> [Problem to work on] Return all of the entries exactly as written.

> [Provided data]
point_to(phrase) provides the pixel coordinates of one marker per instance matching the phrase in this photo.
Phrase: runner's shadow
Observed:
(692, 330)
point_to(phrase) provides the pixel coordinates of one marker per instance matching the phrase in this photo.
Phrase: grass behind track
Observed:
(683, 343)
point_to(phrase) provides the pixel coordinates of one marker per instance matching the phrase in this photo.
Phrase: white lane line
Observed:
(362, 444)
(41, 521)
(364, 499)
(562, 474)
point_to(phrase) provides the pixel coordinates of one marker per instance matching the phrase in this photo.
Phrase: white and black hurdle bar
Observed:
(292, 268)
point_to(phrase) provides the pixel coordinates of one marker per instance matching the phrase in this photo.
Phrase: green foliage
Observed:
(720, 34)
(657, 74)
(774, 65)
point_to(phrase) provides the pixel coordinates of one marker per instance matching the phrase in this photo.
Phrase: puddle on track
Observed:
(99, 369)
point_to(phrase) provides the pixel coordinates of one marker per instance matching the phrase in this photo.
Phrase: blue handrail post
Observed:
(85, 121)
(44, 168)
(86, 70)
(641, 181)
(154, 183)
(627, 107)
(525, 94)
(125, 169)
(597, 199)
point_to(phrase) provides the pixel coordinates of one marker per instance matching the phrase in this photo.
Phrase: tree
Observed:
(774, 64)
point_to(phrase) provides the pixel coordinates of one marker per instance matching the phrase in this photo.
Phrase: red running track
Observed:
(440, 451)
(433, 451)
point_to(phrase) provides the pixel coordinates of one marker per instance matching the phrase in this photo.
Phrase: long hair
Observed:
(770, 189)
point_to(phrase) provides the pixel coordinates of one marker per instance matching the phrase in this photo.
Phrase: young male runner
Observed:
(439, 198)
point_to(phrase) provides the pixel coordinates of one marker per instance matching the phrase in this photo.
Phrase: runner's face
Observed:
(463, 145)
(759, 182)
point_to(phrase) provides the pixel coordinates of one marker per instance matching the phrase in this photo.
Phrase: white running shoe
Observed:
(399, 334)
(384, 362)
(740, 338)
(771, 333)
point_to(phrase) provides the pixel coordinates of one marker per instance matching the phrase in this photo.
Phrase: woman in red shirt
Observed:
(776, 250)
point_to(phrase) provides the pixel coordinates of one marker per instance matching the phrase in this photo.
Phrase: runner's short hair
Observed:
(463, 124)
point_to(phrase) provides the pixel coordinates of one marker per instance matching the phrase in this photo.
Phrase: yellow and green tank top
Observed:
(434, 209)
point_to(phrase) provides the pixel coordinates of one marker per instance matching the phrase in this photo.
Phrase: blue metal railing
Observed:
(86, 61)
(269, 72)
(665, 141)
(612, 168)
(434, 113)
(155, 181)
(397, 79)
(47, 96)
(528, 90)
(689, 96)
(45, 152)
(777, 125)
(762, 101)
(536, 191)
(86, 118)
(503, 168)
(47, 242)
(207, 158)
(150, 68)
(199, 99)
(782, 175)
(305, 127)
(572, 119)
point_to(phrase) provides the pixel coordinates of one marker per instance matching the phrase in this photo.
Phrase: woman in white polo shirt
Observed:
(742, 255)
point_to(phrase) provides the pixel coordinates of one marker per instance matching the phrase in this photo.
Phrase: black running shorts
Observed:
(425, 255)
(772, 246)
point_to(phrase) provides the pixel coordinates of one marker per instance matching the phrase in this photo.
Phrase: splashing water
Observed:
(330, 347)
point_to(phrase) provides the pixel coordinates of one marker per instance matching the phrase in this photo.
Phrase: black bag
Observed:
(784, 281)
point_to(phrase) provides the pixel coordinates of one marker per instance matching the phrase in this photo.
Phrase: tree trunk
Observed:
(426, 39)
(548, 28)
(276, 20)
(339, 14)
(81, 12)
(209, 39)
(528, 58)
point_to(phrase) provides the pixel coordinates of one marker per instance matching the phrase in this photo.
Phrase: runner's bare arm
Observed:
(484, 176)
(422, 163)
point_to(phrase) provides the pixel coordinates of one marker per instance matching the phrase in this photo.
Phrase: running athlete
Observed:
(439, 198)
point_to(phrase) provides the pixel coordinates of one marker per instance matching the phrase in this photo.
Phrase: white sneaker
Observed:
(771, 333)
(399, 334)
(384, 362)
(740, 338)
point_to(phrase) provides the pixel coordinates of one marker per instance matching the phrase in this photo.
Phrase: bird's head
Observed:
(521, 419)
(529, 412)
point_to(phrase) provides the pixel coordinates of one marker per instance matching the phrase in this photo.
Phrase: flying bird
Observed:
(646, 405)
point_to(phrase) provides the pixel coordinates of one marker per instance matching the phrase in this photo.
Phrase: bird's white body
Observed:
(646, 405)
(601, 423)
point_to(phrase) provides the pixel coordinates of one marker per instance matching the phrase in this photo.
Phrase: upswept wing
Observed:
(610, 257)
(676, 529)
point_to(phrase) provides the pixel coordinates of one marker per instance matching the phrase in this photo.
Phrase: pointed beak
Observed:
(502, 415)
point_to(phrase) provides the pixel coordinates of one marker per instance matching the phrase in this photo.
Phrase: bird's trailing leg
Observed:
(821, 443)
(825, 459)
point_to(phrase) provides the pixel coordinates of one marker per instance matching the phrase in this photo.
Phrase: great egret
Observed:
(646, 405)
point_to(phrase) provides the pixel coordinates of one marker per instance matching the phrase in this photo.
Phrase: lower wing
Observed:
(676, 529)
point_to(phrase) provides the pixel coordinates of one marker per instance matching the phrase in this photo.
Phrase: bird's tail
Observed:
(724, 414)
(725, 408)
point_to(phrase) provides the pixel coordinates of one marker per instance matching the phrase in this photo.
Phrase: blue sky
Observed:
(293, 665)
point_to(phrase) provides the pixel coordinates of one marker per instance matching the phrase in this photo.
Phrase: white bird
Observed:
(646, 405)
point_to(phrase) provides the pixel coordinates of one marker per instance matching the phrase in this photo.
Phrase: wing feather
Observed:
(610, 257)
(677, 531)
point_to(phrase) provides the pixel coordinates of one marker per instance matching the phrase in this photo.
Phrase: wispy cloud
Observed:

> [Answer box]
point_to(phrase) provides the pixel coordinates of one marker per instance matching the phrase in this photo.
Phrase: runner's shadow
Observed:
(692, 330)
point_to(phrase) provides the pixel coordinates of one marker per instance matching the phrase in this photo.
Phrase: grass behind track
Observed:
(683, 343)
point_to(phrase) provides the pixel coordinates of one marker per instance matching the phrase in this photo.
Phrase: white lane line
Observed:
(362, 444)
(41, 521)
(364, 499)
(562, 474)
point_to(phrase) provides the pixel coordinates of one marker per instance matching the phrase in this photo.
Phrase: white and black hurdle bar
Observed:
(292, 268)
point_to(phrase) provides the pixel coordinates of one marker per instance matching the phrase in this photo.
Phrase: green foliage
Observed:
(720, 34)
(657, 74)
(774, 65)
point_to(phrase) provides the pixel coordinates of one marker per instance matching the phrase in this photo.
Phrase: puddle on track
Observed:
(99, 369)
point_to(phrase) provides the pixel coordinates of one marker per instance matching the phrase in this photo.
Phrase: blue handrail post
Observed:
(85, 121)
(44, 168)
(86, 70)
(641, 181)
(154, 183)
(627, 107)
(525, 94)
(125, 169)
(597, 199)
point_to(phrase) provides the pixel coordinates of one marker per instance matching the phrase in this photo.
Phrase: tree
Observed:
(774, 64)
point_to(phrase) provides the pixel coordinates of one marker per instance matching the phrase in this photo.
Phrase: red running track
Observed:
(440, 451)
(433, 451)
point_to(phrase) provides the pixel coordinates of one marker per instance matching the phrase in this photo.
Phrase: long hair
Observed:
(770, 189)
point_to(phrase) provides the pixel coordinates of one marker per instance matching the phrase in this photo.
Phrase: young male runner
Observed:
(439, 198)
point_to(phrase) provides the pixel coordinates of one marker per instance matching the phrase in this photo.
Phrase: runner's face
Observed:
(463, 145)
(759, 182)
point_to(phrase) provides the pixel coordinates of one marker per instance matching the phrase in this photo.
Phrase: white running shoe
Observed:
(399, 334)
(384, 362)
(740, 338)
(771, 333)
point_to(phrase) provides the pixel coordinates of one marker per instance matching the phrase in this photo.
Phrase: woman in red shirt
Observed:
(776, 250)
point_to(phrase) provides the pixel coordinates of one marker per instance matching the phrase in this photo.
Phrase: runner's short hair
Observed:
(463, 124)
point_to(phrase) provides the pixel coordinates of one marker per instance matching the phrase in this photo.
Phrase: yellow and green tank top
Observed:
(434, 209)
point_to(phrase) provides the pixel coordinates of one marker per instance matching the phrase in this photo.
Phrase: blue metal railing
Observed:
(86, 61)
(269, 72)
(665, 141)
(612, 168)
(434, 113)
(155, 181)
(397, 79)
(47, 96)
(528, 90)
(689, 96)
(45, 152)
(777, 125)
(762, 101)
(536, 191)
(86, 118)
(503, 168)
(47, 242)
(207, 158)
(150, 68)
(199, 99)
(782, 175)
(305, 127)
(572, 119)
point_to(phrase) provides the pixel coordinates of one marker per instance matching the phrase in this photo.
Phrase: woman in white polo shirt
Observed:
(742, 255)
point_to(phrase) provides the pixel coordinates of one marker per instance matching the phrase in this photo.
Phrase: black running shorts
Observed:
(425, 255)
(772, 246)
point_to(phrase) provides the pixel coordinates of one marker per instance matching the phrase in this photo.
Phrase: splashing water
Observed:
(330, 347)
point_to(phrase) provides the pixel coordinates of one marker per instance matching the phrase in this photo.
Phrase: black bag
Observed:
(784, 281)
point_to(phrase) provides the pixel coordinates of one marker per instance matching the phrase in this photo.
Phrase: tree trunk
Observed:
(426, 39)
(548, 28)
(276, 20)
(339, 14)
(81, 12)
(209, 39)
(528, 58)
point_to(phrase) provides the pixel coordinates of one marker per instance matching the phrase in this photo.
Phrase: runner's bare arm
Observed:
(484, 176)
(422, 163)
point_to(phrase) provides the pixel coordinates of one marker per instance matching the phrase in this photo.
Phrase: running athlete
Observed:
(439, 198)
point_to(phrase) provides the pixel coordinates of one marker per instance matching the phrase in this photo.
Phrase: white sneaker
Observed:
(771, 333)
(399, 334)
(384, 362)
(740, 338)
point_to(phrase) provides the pixel coordinates of one marker per instance matching the phrase in this photo.
Phrase: bird's head
Observed:
(521, 419)
(529, 412)
point_to(phrase) provides the pixel coordinates of one marker per instance matching the phrase in this photo.
Phrase: flying bird
Observed:
(646, 405)
point_to(phrase) provides the pixel coordinates of one marker per instance matching the phrase in this photo.
Phrase: bird's white body
Observed:
(646, 405)
(601, 423)
point_to(phrase) provides the pixel coordinates of one marker per instance matching the phrase in this photo.
Phrase: upswept wing
Observed:
(610, 257)
(676, 529)
point_to(phrase) provides the pixel coordinates of one marker per instance matching the phrase in this photo.
Phrase: pointed beak
Observed:
(502, 415)
point_to(phrase) provides the pixel coordinates of one marker per instance matching the phrase in this photo.
Phrase: bird's trailing leg
Observed:
(821, 443)
(825, 459)
point_to(phrase) provides the pixel coordinates of one marker per instance matching the phrase in this photo.
Phrase: great egret
Observed:
(646, 405)
point_to(phrase) provides the pixel coordinates of one marker per instance matching the phrase in this photo.
Phrase: lower wing
Observed:
(676, 529)
point_to(phrase) provides the pixel coordinates of one marker per instance matching the phrase in this photo.
Phrase: bird's tail
Observed:
(724, 414)
(725, 408)
point_to(phrase) provides the pixel coordinates of one marker per instance matching the phrase in this photo.
Phrase: blue sky
Observed:
(293, 665)
point_to(phrase) provides the pixel coordinates of one marker per instance matching the phrase in this photo.
Phrase: white bird
Observed:
(646, 405)
point_to(phrase) provides the pixel coordinates of one marker per instance matching the phrase in this photo.
Phrase: wing feather
Observed:
(610, 257)
(677, 531)
point_to(phrase) provides the pixel coordinates of one marker per instance matching the phrase in this photo.
Phrase: wispy cloud
Observed:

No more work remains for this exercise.